## TEXTE FOURNI
────
Annoncé sans crier gare lors de l’E3 2015, World of Final Fantasy avait, de par ses graphismes, complètement divisé au sein des joueurs. Le style chibi qu’il arbore n’y est pas pour rien, mais ce n’est pas la seule explication. Il faut aussi aller chercher du côté du système pyramidal qui n’a clairement pas fait l’unanimité. Deux éléments qui viennent donc « briser » les habitudes des joueurs de Final Fantasy, et on sait à quel point il est difficile de sortir de sa zone de confort. On peut donc dire que c’est un pari plutôt risqué de la part de Square Enix qui nous prend à contre-pied afin d’essayer de mieux nous surprendre. Cependant, vouloir sortir des codes habituels c’est aussi prendre le risque que la cohérence en prenne un coup ou tout simplement que la sauce ne prenne pas. Dans le cas de World of Final Fantasy, s’agit-il d’un tour de force ou d’un pétard mouillé ? C’est ce que vous découvrirez au cours de notre test.
World of Final Fantasy : l’art du fan-service intelligent
Final Fantasy, Final Fantasy everywhere
C’est donc un nouveau spin-off qui voit le jour au milieu de la longue liste d’épisodes de la licence Final Fantasy. Ce n’est pas le premier en marge des épisodes canons, et il faut avouer que dans l’ensemble nous avons été plutôt gâtés avec par exemple l’excellent Theatrhythm Final Fantasy: Curtain Call qui faisait déjà dans l’originalité en offrant un jeu de rythme aux petits oignons. En ce qui concerne World of Final Fantasy, certains aiment le caractériser comme étant un « Pokémon-like », ce qui est plutôt réducteur et pas du tout représentatif de l’expérience globale du jeu. Alors oui nous avons comme dans Pokémon un système de capture de créatures, mais pour moi, le rapprochement s’arrête là. Tout d’abord, même si l’histoire n’atteint pas des sommets d’écriture, celle-ci offre tout de même une aventure passionnante et bourrée d’humour, un humour qui ne plaira d’ailleurs pas à tout le monde car plutôt « enfantin », mais qui aura le mérite de pouvoir toucher un large public. L’histoire démarre alors que nos deux personnages principaux, Lann et Reynn (frère et soeur), s’apprêtent à commencer une nouvelle journée. Si tout semble plutôt banal à première vue, on découvre bien vite que les habitants ont tous disparu à l’exception d’une femme venue prendre un café dans l’établissement où travail Lann. Cette personne énigmatique s’avère être le point de départ de notre aventure et nous mettra sur le chemin de Grymoire, un monde magique diamétralement opposé au monde des humains. On apprend alors que Lann et Reynn ont perdu la mémoire, mais qu’ils seraient les garants d’une prophétie pouvant sauver Grymoire de l’oppression de Bahamut et de son armée.
────
## PARTIE DES DONNÉES
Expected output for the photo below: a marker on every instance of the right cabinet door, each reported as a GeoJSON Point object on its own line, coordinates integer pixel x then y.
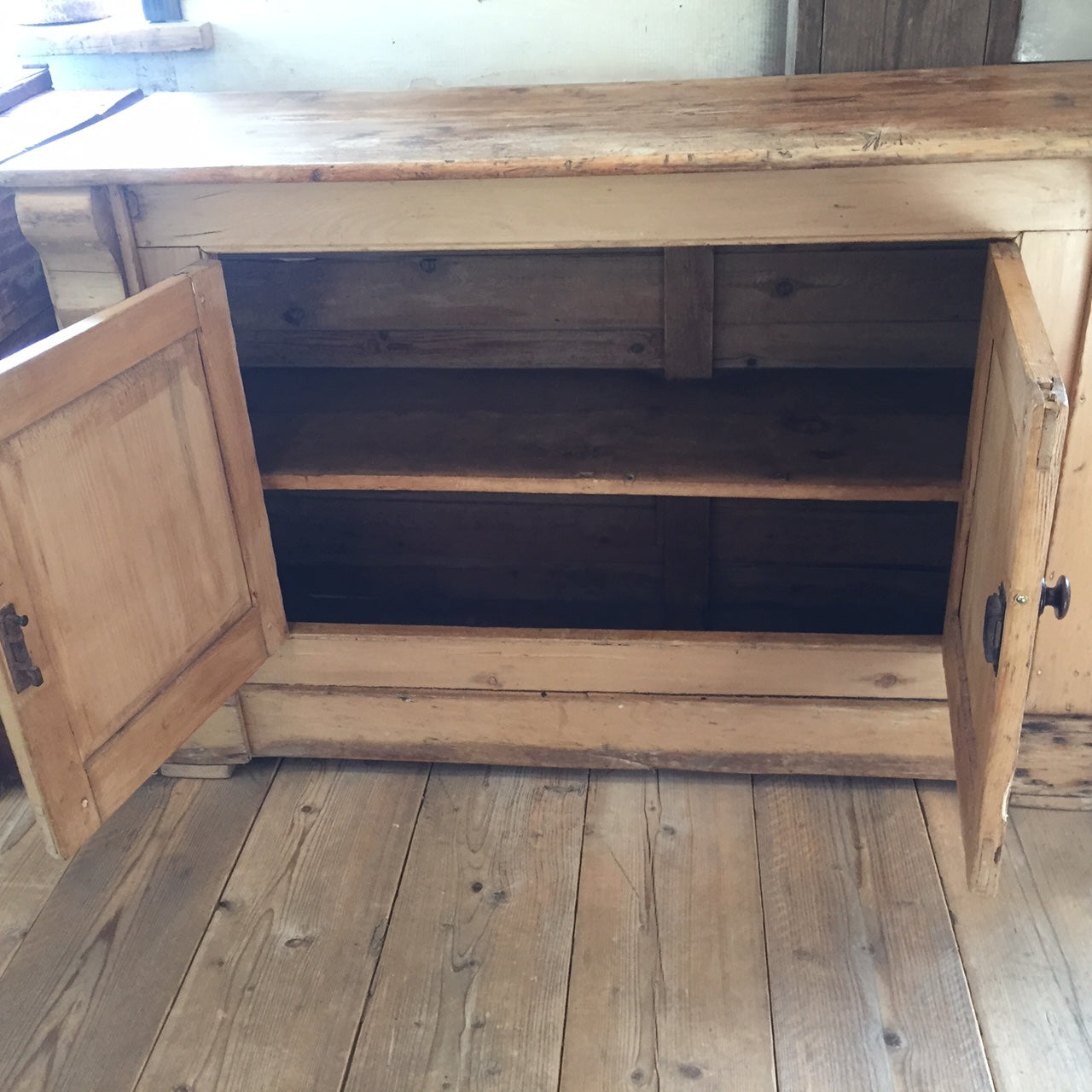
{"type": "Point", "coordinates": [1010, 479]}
────
## CONSIGNE ÉCRITE
Reformulez sous forme de liste le paragraphe du texte fourni qui commence par « Annoncé sans crier gare », en gardant ses faits principaux. Ce matériel forme un ensemble indépendant du texte fourni.

## RÉPONSE ATTENDUE
- World of Final Fantasy a été annoncé par surprise lors de l'E3 2015.
- Le jeu a divisé les joueurs, en partie à cause de son style chibi, mais aussi de son système pyramidal.
- Ces deux éléments bousculent les habitudes des joueurs de Final Fantasy.
- Square Enix fait donc un pari risqué pour mieux surprendre, au risque de nuire à la cohérence ou de ne pas convaincre.
- Le test doit déterminer si le jeu est un tour de force ou un pétard mouillé.